EXERCISE:
Filter these entries so that only lines with the word "white" remain.

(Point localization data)
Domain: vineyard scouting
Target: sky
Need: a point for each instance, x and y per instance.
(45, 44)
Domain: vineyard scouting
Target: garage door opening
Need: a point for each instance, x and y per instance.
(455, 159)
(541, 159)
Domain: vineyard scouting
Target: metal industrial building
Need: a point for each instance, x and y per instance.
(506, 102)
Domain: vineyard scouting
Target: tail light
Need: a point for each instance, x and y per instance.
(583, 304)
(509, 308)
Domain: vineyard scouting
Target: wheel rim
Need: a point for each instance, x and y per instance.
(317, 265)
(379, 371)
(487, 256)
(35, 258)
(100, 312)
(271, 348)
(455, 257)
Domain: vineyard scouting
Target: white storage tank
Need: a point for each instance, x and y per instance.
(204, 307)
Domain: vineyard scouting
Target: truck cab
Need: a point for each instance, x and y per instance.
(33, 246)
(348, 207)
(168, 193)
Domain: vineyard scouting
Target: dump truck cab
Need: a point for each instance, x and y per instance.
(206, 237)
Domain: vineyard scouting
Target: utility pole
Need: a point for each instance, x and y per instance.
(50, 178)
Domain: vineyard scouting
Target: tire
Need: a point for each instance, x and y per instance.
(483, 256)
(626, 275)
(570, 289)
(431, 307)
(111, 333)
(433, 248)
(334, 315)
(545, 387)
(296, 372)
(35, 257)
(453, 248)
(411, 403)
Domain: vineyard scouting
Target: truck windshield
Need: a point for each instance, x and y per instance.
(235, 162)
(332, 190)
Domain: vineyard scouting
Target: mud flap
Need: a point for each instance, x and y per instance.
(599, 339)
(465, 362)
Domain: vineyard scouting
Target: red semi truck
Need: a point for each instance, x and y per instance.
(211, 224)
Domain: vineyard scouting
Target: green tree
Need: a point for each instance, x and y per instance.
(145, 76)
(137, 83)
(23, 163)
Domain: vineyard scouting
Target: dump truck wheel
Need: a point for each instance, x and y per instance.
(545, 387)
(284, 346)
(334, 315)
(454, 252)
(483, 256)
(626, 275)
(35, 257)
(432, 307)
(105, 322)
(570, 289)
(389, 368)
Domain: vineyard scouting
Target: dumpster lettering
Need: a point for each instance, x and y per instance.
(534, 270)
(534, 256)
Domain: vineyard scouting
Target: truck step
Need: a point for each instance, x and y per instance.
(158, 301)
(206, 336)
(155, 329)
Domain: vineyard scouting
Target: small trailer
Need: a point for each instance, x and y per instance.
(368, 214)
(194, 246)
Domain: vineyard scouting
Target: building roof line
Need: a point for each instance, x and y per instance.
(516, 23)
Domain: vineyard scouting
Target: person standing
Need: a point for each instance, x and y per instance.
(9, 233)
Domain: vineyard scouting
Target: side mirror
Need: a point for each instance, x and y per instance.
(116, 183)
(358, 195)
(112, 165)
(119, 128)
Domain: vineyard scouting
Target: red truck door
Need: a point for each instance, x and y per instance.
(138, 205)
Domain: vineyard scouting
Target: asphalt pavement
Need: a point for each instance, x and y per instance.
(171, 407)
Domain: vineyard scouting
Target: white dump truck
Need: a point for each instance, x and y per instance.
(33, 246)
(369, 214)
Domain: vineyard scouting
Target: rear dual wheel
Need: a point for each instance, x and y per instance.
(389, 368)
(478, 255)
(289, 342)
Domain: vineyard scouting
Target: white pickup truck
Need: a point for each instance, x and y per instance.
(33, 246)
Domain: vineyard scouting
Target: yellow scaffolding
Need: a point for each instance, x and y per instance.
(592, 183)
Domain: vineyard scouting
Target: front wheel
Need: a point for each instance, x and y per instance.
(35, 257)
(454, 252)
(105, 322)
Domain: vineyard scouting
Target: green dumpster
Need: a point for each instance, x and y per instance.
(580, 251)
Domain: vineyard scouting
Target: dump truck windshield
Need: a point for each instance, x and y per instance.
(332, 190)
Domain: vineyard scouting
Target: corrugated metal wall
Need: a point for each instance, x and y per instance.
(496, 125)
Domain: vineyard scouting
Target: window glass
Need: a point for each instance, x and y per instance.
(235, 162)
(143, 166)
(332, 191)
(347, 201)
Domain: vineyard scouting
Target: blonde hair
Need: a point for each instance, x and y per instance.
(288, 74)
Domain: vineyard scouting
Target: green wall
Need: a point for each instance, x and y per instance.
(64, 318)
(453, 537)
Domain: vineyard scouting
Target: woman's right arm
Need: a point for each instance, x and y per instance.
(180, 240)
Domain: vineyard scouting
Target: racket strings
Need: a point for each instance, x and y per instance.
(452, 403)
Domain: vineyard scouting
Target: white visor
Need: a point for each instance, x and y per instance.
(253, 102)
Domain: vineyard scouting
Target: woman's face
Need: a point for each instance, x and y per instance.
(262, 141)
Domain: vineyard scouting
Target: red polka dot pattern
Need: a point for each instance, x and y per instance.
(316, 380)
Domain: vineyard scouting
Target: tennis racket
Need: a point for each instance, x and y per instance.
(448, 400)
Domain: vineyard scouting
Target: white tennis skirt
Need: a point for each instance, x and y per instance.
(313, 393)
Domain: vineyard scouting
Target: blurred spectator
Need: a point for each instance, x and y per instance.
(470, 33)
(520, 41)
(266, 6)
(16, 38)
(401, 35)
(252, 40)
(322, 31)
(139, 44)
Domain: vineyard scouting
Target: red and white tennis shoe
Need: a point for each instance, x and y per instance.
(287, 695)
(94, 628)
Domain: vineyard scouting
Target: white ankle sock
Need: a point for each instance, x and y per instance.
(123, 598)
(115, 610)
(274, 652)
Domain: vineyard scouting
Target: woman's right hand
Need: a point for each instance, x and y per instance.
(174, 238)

SOLUTION FOR THIS TASK:
Target: white storage tank
Target: white dump truck
Target: white pickup truck
Target: white visor
Target: white tennis skirt
Target: red and white tennis shoe
Target: white ankle sock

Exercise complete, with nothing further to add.